Given exercise: Copy the material below word for word, starting at the line that contains "For the evaluation set, point out every instance of the warm" and ending after the line that contains "point(539, 267)".

— begin Information provided —

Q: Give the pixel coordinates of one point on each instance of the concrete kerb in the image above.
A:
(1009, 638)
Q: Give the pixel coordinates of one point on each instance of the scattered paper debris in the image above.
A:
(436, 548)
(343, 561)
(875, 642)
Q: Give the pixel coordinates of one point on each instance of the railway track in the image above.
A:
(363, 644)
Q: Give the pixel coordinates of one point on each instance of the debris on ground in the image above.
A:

— end Information provided —
— begin Information provided —

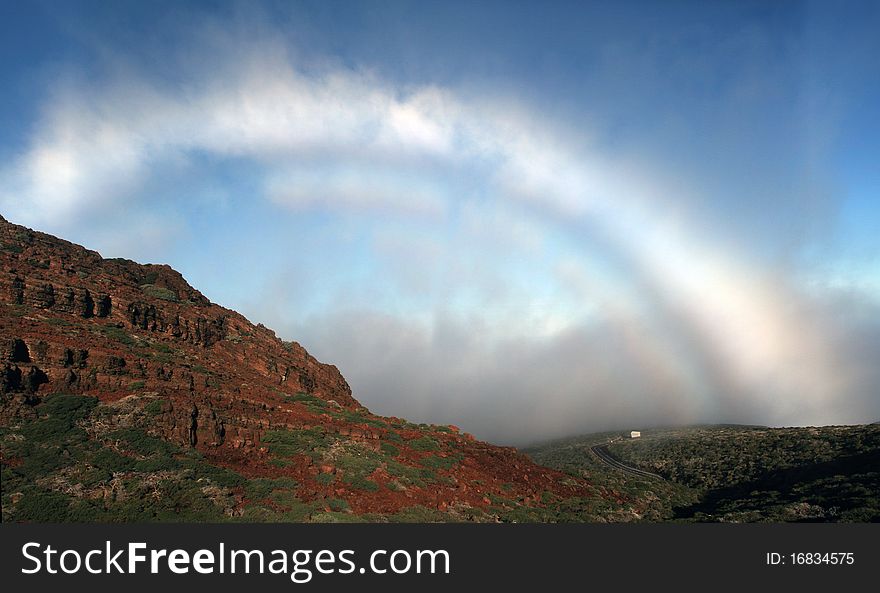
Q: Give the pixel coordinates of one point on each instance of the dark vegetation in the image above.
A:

— end Information provided —
— begin Information provided —

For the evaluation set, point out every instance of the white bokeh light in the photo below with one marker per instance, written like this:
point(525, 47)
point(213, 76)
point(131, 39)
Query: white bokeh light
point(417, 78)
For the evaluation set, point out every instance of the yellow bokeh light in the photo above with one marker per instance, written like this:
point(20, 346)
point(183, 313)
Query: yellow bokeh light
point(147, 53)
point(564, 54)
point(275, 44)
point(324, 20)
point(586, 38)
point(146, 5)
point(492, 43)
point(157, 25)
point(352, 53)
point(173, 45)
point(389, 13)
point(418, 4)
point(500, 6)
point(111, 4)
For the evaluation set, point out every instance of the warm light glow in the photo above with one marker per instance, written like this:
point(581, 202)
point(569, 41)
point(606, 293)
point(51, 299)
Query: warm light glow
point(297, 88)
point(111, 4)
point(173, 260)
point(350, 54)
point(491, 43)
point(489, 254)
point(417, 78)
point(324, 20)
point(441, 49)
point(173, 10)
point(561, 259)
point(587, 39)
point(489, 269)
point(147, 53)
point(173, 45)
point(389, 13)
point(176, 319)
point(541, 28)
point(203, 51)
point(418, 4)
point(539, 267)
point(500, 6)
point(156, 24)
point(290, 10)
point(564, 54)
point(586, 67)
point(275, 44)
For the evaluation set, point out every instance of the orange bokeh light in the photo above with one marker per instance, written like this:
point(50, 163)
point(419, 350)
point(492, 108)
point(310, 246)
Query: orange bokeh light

— end Information provided —

Output:
For the evaluation set, point out every instance of the warm light glow in the photo above with one marker per instance, written like this:
point(581, 202)
point(569, 41)
point(606, 293)
point(51, 299)
Query: warm light glow
point(297, 88)
point(111, 4)
point(173, 260)
point(350, 54)
point(491, 43)
point(489, 254)
point(417, 78)
point(324, 20)
point(441, 49)
point(173, 10)
point(561, 259)
point(587, 39)
point(489, 269)
point(147, 53)
point(173, 45)
point(389, 13)
point(176, 319)
point(541, 28)
point(203, 51)
point(418, 4)
point(539, 267)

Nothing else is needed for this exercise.